Give each record below again, without a single difference.

▸ **INPUT**

━━━

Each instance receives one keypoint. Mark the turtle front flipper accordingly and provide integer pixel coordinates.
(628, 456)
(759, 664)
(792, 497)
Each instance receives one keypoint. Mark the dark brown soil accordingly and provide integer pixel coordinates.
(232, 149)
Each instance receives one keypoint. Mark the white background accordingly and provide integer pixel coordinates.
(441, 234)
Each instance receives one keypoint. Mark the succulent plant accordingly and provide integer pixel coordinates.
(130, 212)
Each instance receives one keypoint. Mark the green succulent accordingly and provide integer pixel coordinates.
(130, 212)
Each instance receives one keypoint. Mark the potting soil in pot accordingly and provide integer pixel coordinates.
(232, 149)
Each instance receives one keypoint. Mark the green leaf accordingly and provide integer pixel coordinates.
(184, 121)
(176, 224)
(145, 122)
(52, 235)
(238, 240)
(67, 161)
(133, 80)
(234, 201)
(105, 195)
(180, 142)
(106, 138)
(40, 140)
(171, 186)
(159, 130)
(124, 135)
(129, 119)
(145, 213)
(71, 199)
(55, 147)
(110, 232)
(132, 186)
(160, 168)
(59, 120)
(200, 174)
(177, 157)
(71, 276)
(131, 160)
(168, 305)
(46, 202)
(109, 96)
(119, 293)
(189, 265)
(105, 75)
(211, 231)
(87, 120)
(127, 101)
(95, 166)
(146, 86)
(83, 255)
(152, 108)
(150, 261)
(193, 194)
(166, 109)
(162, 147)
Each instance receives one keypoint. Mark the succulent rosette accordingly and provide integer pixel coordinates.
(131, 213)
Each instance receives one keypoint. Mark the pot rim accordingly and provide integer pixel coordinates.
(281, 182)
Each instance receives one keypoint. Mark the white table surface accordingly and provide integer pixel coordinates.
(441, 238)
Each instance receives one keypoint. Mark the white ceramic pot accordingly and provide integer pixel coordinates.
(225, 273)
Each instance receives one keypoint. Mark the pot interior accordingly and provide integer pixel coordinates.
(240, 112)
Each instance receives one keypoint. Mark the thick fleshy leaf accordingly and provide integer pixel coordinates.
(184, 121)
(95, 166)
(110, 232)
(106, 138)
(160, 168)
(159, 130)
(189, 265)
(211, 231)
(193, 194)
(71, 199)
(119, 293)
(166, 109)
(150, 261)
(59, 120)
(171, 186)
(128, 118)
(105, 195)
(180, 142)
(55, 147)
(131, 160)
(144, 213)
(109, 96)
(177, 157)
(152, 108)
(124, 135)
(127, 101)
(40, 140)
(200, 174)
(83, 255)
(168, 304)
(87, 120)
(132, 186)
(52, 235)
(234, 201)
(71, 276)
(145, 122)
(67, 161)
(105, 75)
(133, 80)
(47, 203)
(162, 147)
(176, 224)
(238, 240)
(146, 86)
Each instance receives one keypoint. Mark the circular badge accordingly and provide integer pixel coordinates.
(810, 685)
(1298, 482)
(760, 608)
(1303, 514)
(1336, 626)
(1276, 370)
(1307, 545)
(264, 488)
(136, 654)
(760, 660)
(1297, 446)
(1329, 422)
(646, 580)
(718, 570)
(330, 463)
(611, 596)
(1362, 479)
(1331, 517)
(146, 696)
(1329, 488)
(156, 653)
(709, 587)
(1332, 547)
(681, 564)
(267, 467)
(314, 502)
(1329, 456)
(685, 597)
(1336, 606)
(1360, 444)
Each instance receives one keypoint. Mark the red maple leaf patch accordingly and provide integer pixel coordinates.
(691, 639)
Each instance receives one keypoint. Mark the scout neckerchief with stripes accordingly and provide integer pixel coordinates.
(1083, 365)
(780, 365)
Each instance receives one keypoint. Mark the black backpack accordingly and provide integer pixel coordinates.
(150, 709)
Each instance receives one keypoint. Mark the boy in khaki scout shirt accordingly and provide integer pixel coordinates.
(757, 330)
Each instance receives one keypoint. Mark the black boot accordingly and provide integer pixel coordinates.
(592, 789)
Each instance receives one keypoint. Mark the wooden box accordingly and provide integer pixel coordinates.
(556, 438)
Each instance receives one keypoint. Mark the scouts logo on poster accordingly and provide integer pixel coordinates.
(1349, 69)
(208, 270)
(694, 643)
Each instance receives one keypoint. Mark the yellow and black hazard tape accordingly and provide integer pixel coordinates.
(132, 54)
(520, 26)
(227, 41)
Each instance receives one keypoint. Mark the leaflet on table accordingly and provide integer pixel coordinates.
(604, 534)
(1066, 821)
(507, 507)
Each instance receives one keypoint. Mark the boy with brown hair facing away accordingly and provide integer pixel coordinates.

━━━

▸ **SOLUTION TO THIS PROBLEM**
Each instance receives one keypoint. Mark the turtle front flipper accordingly and provide integer pixel coordinates.
(628, 456)
(759, 664)
(792, 497)
Each instance receives one keypoint. Mark the dark brown soil accordingly and provide integer pixel coordinates.
(232, 149)
Each instance receives one keypoint. Mark the white background accordingly and provide integer pixel coordinates.
(441, 234)
Each instance receives one keypoint. Mark the succulent plant accordingly and provide integer pixel coordinates.
(130, 212)
Each instance receives one keypoint. Mark the green succulent accordingly and provide integer pixel coordinates.
(130, 212)
Each instance receives one keypoint. Mark the potting soil in pot accordingly and provide integer pixel coordinates.
(232, 149)
Each instance receives one keypoint. Mark the green leaf accordingly and provide integer pixel coordinates.
(184, 121)
(176, 224)
(145, 122)
(52, 235)
(238, 240)
(67, 161)
(133, 80)
(234, 201)
(105, 195)
(180, 142)
(106, 138)
(40, 140)
(171, 186)
(159, 130)
(124, 135)
(129, 119)
(145, 213)
(71, 199)
(55, 147)
(110, 232)
(132, 186)
(160, 168)
(59, 120)
(200, 174)
(177, 157)
(71, 276)
(131, 160)
(168, 305)
(46, 202)
(109, 96)
(119, 293)
(189, 265)
(105, 75)
(211, 231)
(87, 120)
(127, 101)
(95, 166)
(146, 86)
(83, 255)
(152, 108)
(150, 261)
(193, 194)
(166, 109)
(162, 147)
Each instance receives one keypoint. Mark the succulent rosette accordingly and provide integer pixel coordinates.
(131, 213)
Each instance receives one keypoint. Mark the pot rim accordingly and provide integer pixel coordinates.
(281, 182)
Each instance receives one keypoint. Mark the white table surface accordingly and provide integer pixel coordinates.
(441, 238)
Each instance receives one keypoint. Mark the white ceramic pot accordingly and provide integer pixel coordinates.
(225, 273)
Each instance receives one keypoint. Mark the pot interior accordingly and provide integer pixel coordinates.
(240, 112)
Each instance receives one keypoint. Mark the thick fleshy leaf accordingly and provide integer pixel coordinates.
(184, 121)
(95, 166)
(110, 232)
(106, 138)
(160, 168)
(159, 130)
(189, 265)
(211, 231)
(193, 194)
(71, 199)
(119, 293)
(166, 109)
(150, 261)
(59, 120)
(171, 186)
(128, 118)
(105, 195)
(180, 142)
(55, 147)
(131, 160)
(144, 213)
(109, 96)
(177, 157)
(152, 108)
(124, 135)
(127, 101)
(40, 140)
(200, 174)
(83, 255)
(168, 304)
(87, 120)
(132, 186)
(52, 235)
(234, 201)
(71, 276)
(145, 122)
(67, 161)
(105, 75)
(133, 80)
(47, 203)
(162, 147)
(176, 224)
(238, 240)
(146, 86)
Each instance receives one keypoint. Mark the circular badge accordingly and provide integer pixel coordinates.
(810, 685)
(1298, 482)
(760, 608)
(1303, 514)
(1336, 626)
(1276, 370)
(1307, 545)
(264, 488)
(136, 654)
(760, 660)
(1297, 446)
(1329, 422)
(646, 580)
(718, 570)
(330, 463)
(611, 596)
(1362, 479)
(1331, 517)
(146, 696)
(1329, 488)
(156, 653)
(709, 587)
(1332, 547)
(681, 564)
(267, 467)
(314, 502)
(1329, 456)
(685, 597)
(1336, 606)
(1360, 444)
Each instance receives one keypoint. Mark the red maple leaf patch accordingly and provide integer pixel coordinates.
(691, 639)
Each instance receives one keypoint. Mark the scout neckerchief with stripes accordingly and provide integer pixel coordinates.
(1083, 365)
(780, 365)
Each instance receives one keypoint. Mark the black backpack accordingly and provide integer pixel coordinates.
(150, 709)
Each instance receives one keypoint. Mark the boy in khaki scout shirt accordingly and provide integer pixel coordinates.
(757, 330)
Each instance receives one keypoint. Mark the black boot accordingly and provide integer pixel coordinates.
(592, 789)
Each instance receives one keypoint. Mark the wooden box accordingly and provide integer pixel coordinates.
(556, 438)
Each instance receives one keypoint. Mark the scouts logo on poster accordingly and provide integer pixel coordinates.
(1349, 69)
(208, 270)
(694, 643)
Each instance receives one keypoint. Mark the yellow and black hazard tape accordingly and provide integer pixel coordinates.
(132, 54)
(520, 26)
(227, 41)
Each instance receives one keypoint. Mark the leaflet on table accordingly and provide integer pixel coordinates.
(604, 534)
(1066, 821)
(507, 507)
Each instance receives one keypoint. Mark the boy with brown hair facing away accordingly and provide integer pixel coordinates.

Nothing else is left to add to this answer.